TASK REQUIREMENTS:
A – In the passage about the album title, why did Joe Smith's meeting have to include so many people? Please answer in one to three sentences.
B – Rewrite the part of the passage about the album title that opens with the words containing "Lesh didn’t particularly" and closes with "with a laugh.", swapping "copies" for "albums".

TEXT TO READ:
Lesh didn’t particularly like Warner Bros. “I didn’t like anybody who told us we couldn’t put
Anthem
out and sell two million copies,” he said with a laugh.
“Skullfuck
was an attitude.” Rex Jackson and Sonny Heard became vociferous proponents of the title. They were, Weir recalled, “adamant about it. And to the extent that all decisions were made in general meetings, and they were loud . . . basically, the meetings were shout-outs.” But Jackson and Heard had also tapped a common vein.

The Dead had artistic control, and Jon McIntire duly informed Joe Smith that the album would be called
Skullfuck.
“You can’t do this to me!” “It’s not me, Joe,” said Jon. “It’s
all
of us. We’re
all
doing this to you.” At first Joe thought Jon was joking, and then he spoke with Jerry, who assured Joe that he’d settle for very small sales to keep the name. At length, Joe asked for a meeting, which became a Grateful Dead classic. “But any decision that concerned them had to involve everybody,” Joe said, “and their families were involved . . . and the other people . . . it was necessary to hold a meeting with all of them.”

Dataset records on object locations:
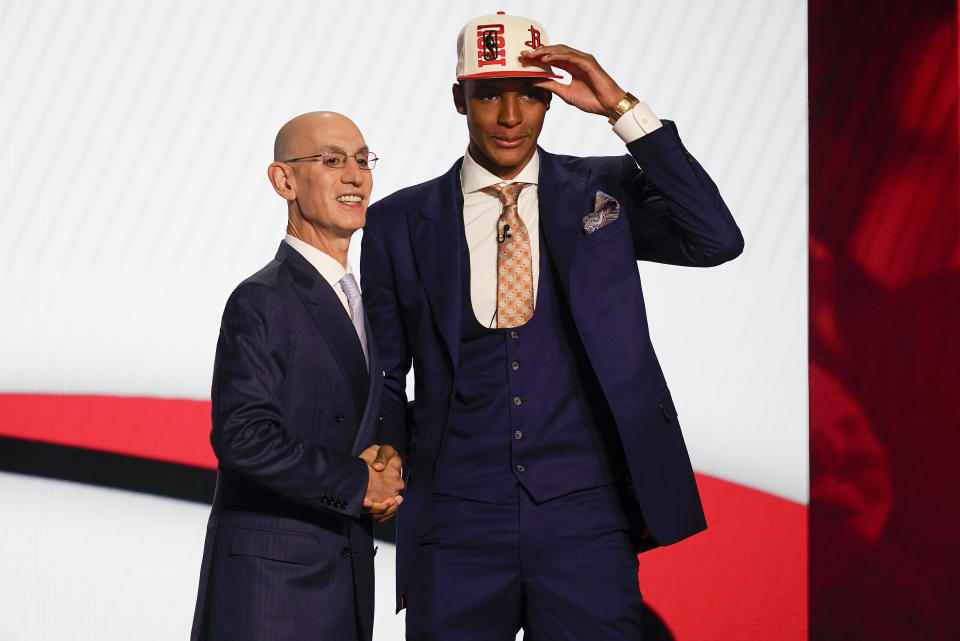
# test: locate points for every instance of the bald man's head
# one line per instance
(322, 169)
(295, 138)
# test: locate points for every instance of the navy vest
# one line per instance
(526, 405)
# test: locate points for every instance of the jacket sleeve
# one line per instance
(383, 311)
(677, 215)
(248, 434)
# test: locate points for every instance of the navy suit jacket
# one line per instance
(288, 555)
(670, 212)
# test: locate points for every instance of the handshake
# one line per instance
(385, 484)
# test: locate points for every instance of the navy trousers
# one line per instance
(562, 570)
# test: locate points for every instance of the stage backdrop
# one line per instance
(135, 139)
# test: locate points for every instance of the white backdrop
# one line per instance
(135, 139)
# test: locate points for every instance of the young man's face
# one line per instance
(504, 118)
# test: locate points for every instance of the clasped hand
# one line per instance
(385, 484)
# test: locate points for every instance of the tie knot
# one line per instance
(508, 193)
(350, 287)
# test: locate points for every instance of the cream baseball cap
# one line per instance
(490, 46)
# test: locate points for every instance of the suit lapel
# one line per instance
(563, 199)
(435, 239)
(331, 319)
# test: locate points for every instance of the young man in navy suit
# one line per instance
(296, 395)
(543, 450)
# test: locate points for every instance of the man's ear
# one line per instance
(283, 181)
(459, 101)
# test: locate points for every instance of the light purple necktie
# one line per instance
(352, 290)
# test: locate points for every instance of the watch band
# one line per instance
(628, 101)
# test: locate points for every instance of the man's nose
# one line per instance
(510, 115)
(352, 173)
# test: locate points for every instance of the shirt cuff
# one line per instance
(636, 123)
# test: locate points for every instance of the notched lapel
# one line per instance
(435, 239)
(331, 319)
(563, 203)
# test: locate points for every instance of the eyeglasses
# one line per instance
(366, 160)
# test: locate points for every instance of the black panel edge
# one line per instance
(118, 471)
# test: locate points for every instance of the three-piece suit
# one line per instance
(569, 406)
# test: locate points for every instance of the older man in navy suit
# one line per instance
(543, 450)
(296, 394)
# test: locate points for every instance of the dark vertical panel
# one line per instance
(884, 319)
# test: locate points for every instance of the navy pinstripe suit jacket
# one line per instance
(288, 555)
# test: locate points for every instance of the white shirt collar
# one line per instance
(473, 177)
(328, 266)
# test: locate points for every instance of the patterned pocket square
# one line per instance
(606, 209)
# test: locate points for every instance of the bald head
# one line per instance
(296, 138)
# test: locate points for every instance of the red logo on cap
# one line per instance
(534, 40)
(491, 46)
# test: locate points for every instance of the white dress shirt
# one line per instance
(482, 210)
(328, 266)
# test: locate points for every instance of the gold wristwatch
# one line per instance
(628, 101)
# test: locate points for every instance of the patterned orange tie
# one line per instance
(514, 264)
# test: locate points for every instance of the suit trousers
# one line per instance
(562, 570)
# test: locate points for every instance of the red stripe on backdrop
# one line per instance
(744, 578)
(172, 430)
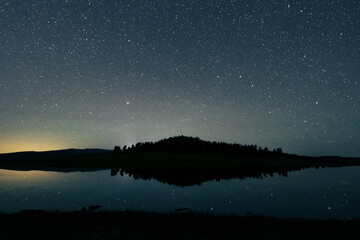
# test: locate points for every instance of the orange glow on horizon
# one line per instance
(20, 145)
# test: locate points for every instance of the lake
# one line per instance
(310, 193)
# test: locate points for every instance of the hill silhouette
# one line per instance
(194, 145)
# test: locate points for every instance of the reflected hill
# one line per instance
(190, 176)
(180, 161)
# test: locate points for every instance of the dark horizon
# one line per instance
(102, 73)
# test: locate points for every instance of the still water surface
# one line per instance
(310, 193)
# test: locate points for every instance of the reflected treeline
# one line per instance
(187, 176)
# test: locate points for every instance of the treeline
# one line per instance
(194, 145)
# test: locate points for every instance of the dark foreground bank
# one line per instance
(143, 225)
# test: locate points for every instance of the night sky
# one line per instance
(85, 74)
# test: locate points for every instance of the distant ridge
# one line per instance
(53, 154)
(194, 145)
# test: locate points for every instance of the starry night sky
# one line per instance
(103, 73)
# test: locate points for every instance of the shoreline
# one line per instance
(151, 225)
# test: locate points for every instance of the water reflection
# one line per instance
(196, 176)
(311, 193)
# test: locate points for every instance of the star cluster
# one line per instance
(99, 73)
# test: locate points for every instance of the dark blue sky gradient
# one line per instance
(99, 73)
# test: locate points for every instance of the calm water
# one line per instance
(311, 193)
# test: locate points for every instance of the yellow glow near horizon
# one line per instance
(12, 144)
(33, 175)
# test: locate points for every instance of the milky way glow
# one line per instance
(104, 73)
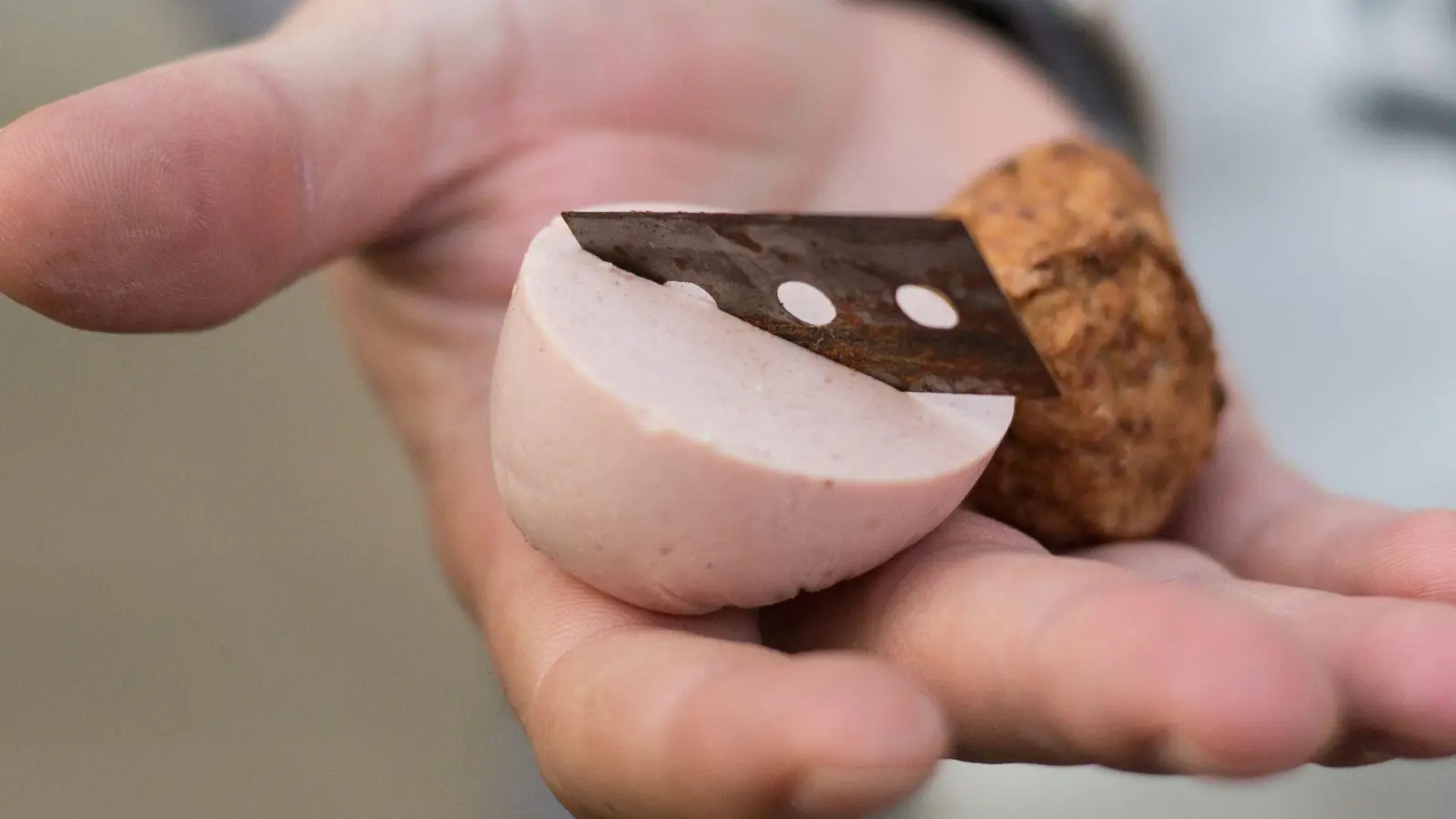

OUTPUTS BY TASK:
A – According to Joe Smith, any decision that concerned the band had to involve everybody. Their families and other people were also involved, so a meeting had to be held with all of them.

B –
Lesh didn’t particularly like Warner Bros. “I didn’t like anybody who told us we couldn’t put
Anthem
out and sell two million albums,” he said with a laugh.